→ **Given request**
Rewrite the data as a JSON list of strings, one string per line, from the line containing "Could you kindly annotate the round" through the end of the data, inclusive, omitting blank lines and leaving out the pictures.

● ● ● ● ● ● ●

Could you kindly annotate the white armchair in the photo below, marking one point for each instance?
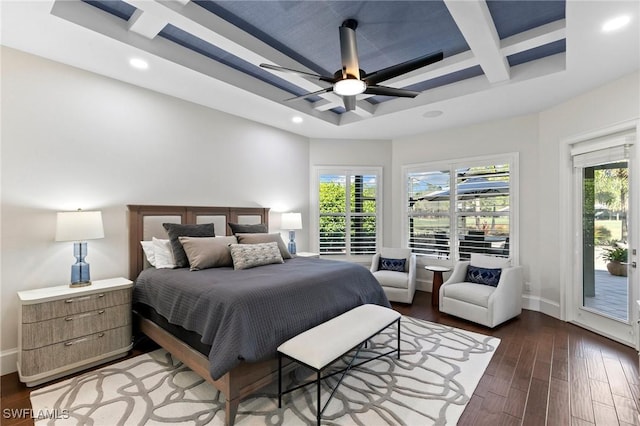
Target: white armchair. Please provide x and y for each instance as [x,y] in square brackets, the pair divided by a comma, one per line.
[483,304]
[398,286]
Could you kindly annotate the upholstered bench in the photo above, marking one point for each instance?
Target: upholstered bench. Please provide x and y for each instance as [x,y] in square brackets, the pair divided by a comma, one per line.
[324,344]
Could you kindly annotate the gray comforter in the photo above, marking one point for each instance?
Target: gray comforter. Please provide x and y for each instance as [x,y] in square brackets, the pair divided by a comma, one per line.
[247,314]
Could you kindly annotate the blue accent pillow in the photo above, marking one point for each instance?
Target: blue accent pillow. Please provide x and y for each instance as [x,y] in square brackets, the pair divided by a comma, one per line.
[484,276]
[396,265]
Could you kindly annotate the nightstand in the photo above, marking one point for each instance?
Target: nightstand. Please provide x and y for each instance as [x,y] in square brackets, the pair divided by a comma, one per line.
[64,330]
[307,254]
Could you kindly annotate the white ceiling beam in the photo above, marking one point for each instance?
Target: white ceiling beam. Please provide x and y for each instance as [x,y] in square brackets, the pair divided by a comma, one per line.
[146,24]
[474,21]
[535,37]
[228,37]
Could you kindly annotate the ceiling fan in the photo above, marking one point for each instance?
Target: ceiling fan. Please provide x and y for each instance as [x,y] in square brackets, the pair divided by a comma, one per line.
[351,80]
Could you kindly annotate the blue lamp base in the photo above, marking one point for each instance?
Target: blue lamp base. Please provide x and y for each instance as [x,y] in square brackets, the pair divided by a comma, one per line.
[80,270]
[292,242]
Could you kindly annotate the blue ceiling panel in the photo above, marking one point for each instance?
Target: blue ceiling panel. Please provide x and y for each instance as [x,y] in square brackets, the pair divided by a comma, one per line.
[200,46]
[389,32]
[512,17]
[115,7]
[435,82]
[537,53]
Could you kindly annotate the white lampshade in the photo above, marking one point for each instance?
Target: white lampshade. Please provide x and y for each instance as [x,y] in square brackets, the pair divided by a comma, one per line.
[291,221]
[79,226]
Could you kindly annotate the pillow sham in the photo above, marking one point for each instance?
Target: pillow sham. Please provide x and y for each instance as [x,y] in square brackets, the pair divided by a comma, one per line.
[149,253]
[247,256]
[239,228]
[265,238]
[162,254]
[387,264]
[208,252]
[486,276]
[176,230]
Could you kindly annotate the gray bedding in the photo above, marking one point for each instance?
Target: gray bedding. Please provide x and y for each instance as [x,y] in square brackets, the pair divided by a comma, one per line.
[247,314]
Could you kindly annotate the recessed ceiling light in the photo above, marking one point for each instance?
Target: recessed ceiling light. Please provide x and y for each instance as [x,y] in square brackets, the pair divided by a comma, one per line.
[432,114]
[616,23]
[139,63]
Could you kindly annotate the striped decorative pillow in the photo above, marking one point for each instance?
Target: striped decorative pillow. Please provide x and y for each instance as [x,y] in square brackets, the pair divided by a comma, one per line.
[247,256]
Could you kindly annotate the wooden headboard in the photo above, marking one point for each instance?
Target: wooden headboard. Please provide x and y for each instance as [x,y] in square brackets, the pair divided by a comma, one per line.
[145,222]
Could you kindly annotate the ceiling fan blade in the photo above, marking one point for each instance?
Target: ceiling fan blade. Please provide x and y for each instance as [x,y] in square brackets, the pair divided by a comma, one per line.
[349,102]
[303,73]
[349,49]
[403,68]
[306,95]
[390,91]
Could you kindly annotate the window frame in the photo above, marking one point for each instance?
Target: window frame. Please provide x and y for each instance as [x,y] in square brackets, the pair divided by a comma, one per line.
[512,159]
[348,172]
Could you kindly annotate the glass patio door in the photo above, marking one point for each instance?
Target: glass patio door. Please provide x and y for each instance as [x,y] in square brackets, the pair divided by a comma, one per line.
[603,247]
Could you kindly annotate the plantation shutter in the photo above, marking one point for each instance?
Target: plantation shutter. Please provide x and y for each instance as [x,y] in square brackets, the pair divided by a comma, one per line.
[602,150]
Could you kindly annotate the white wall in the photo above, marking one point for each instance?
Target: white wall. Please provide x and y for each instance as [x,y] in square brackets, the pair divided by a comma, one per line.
[612,103]
[74,139]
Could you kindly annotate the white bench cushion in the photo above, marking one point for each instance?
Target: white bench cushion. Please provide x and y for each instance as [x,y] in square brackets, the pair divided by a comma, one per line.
[322,344]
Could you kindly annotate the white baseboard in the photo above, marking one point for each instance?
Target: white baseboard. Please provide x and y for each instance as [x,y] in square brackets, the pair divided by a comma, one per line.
[8,361]
[539,304]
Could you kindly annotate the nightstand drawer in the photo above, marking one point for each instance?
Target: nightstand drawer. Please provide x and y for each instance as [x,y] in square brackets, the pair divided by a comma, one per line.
[74,305]
[51,357]
[36,335]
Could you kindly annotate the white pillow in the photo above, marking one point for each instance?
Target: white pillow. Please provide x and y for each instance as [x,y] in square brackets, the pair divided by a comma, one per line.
[163,254]
[149,252]
[490,262]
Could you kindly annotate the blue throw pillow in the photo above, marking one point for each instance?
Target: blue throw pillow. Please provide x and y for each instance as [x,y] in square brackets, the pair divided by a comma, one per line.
[396,265]
[484,276]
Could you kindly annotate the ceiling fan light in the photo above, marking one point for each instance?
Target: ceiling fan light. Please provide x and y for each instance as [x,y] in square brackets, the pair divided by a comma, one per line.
[349,87]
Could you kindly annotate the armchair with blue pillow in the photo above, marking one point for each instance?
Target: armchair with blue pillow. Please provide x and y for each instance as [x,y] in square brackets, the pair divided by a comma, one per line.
[395,270]
[486,290]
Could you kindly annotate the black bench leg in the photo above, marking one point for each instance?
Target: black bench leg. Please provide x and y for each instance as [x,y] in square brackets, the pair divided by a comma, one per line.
[279,381]
[398,338]
[318,391]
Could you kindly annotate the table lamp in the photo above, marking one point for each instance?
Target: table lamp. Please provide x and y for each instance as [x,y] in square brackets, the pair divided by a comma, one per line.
[78,227]
[291,221]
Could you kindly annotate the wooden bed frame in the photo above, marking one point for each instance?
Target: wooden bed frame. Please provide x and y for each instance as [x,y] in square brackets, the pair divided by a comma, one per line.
[242,380]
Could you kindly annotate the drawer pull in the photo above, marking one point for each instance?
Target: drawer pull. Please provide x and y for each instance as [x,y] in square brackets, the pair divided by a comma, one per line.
[82,299]
[84,339]
[88,314]
[79,299]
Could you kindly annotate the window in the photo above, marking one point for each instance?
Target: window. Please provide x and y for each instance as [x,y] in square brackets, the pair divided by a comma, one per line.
[456,209]
[348,211]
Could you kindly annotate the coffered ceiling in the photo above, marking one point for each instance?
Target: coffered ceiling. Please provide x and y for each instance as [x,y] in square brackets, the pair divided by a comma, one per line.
[501,58]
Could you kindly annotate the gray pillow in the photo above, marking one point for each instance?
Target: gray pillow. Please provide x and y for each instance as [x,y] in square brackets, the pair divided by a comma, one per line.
[208,252]
[247,256]
[265,238]
[176,230]
[239,228]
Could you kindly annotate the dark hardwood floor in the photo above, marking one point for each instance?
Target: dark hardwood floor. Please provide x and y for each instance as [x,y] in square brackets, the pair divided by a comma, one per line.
[545,372]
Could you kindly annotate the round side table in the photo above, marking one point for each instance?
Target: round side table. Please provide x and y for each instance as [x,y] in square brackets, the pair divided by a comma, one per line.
[437,282]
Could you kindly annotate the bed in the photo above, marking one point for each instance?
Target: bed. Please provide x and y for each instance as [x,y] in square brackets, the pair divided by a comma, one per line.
[219,329]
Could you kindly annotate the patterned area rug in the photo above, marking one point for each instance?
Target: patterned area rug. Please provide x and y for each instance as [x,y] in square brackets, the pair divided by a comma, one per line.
[431,383]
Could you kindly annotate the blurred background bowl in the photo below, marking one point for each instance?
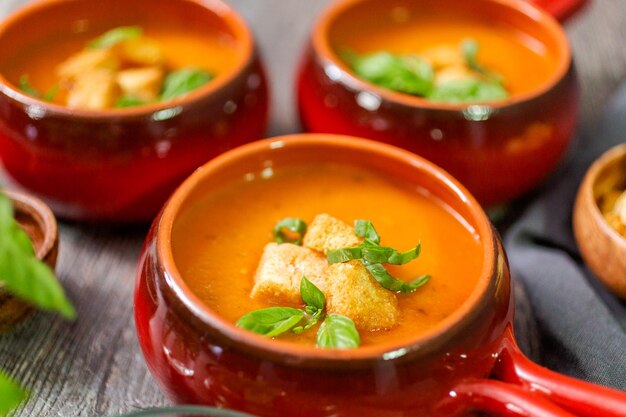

● ● ● ● ● ● ●

→ **Written response**
[
  "Could you kindly annotate the round side table in the photo above, marking one point for each instance?",
  "Target: round side table. Please provide x and y for each instance as [x,y] in square brackets, the pair divided by a comma, one per line.",
  "[437,282]",
  "Could you kindly annotate the bed in the photo above, marking one point for each instance?",
  "Target: bed. Please provide x and y for each instance as [x,y] in square brackets, the pair divided by a comma, one per line.",
  "[219,329]",
  "Could you kindly annotate the patterned area rug in the photo above, marking one point for each instance?",
  "Target: patterned area rug. Please provide x and y for each instance as [x,y] in square brackets, the pair divided by a comma, one per line.",
  "[431,383]",
  "Could you kindly annotate the blurred background bowl in the photo below, marking one point for each instance?"
]